» SHORT PROBLEM
Copy out every row below, request lines included, and shift each coordinate in the answer points by adding 141 to both x and y.
◇ ◇ ◇
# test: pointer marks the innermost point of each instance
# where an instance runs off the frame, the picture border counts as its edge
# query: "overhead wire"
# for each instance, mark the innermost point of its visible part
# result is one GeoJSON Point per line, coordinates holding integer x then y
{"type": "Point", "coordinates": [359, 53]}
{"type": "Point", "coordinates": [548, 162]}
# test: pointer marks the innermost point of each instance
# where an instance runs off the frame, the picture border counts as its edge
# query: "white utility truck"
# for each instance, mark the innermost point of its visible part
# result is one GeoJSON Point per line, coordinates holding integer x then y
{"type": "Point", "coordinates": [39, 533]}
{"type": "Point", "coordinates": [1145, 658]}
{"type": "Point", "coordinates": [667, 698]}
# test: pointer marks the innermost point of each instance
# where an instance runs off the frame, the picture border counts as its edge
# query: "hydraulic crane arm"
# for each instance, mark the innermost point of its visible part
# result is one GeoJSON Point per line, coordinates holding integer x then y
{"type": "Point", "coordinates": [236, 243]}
◇ ◇ ◇
» RESPONSE TO THE EXERCISE
# test: pointer marks the innermost point of each instance
# where an instance runs off the frame, the picture border counts as its edge
# query: "overhead wire"
# for each instance, mark the innermost point of its visible part
# result is one GeoJSON Point per line, coordinates holding integer x then y
{"type": "Point", "coordinates": [500, 194]}
{"type": "Point", "coordinates": [689, 303]}
# test: pointer marks the innermost point of each instance
# where an instance runs off the frame, the picture border counts as its edge
# query: "white utility truck"
# for each instance, mark the innermost point of its visible part
# result is one GeoJSON Point per line, coordinates holding integer x then y
{"type": "Point", "coordinates": [180, 674]}
{"type": "Point", "coordinates": [1286, 799]}
{"type": "Point", "coordinates": [808, 839]}
# test: pointer marks the innermost point of each instance
# where an instance runs off the frame, the picture border counts as its edge
# query: "hydraulic crane arm"
# for each instance, mark the innermost point of its visible part
# result is one GeoJSON Point per line, coordinates holding integer x then y
{"type": "Point", "coordinates": [377, 384]}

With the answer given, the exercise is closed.